▸ What is being asked: All of the data below should be written out exactly.

========

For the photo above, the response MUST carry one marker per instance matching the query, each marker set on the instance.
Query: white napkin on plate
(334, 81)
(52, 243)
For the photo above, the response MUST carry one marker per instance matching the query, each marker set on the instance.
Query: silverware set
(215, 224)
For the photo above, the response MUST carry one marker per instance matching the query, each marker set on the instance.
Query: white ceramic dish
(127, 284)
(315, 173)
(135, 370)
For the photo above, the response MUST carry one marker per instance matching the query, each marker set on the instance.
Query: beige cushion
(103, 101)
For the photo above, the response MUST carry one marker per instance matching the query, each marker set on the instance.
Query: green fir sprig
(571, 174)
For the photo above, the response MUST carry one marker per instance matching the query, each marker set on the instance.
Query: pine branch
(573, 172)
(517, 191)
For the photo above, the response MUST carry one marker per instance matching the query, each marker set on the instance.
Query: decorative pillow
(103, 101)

========

▸ Correct result:
For the photo above, the response MUST carry one marker per instance matching the query, each marker set on the instance.
Query: white napkin on plate
(334, 81)
(52, 243)
For the photo above, the response MUST carry one marker per instance matching the query, each marker set on the instance.
Query: silverware set
(215, 224)
For the photo above, the response MUST carry one marker per instance matching the query, each marker set on the instance.
Query: white ceramic dish
(127, 284)
(315, 173)
(135, 370)
For the photo above, the response MUST carry one marker per instance matching the query, each marker set on the instance.
Query: beige cushion
(103, 101)
For the photo above, the response MUST carry one marker per instance matching the query, each marker set on the instance.
Query: green fir sprig
(571, 174)
For the photo above, the response MUST carry one marker per instance matching the query, each marker set on the instance.
Query: pine branch
(573, 172)
(517, 191)
For the photo above, the response MUST carry one marker per instance matching the query, each marker set on the instance.
Query: decorative pillow
(103, 101)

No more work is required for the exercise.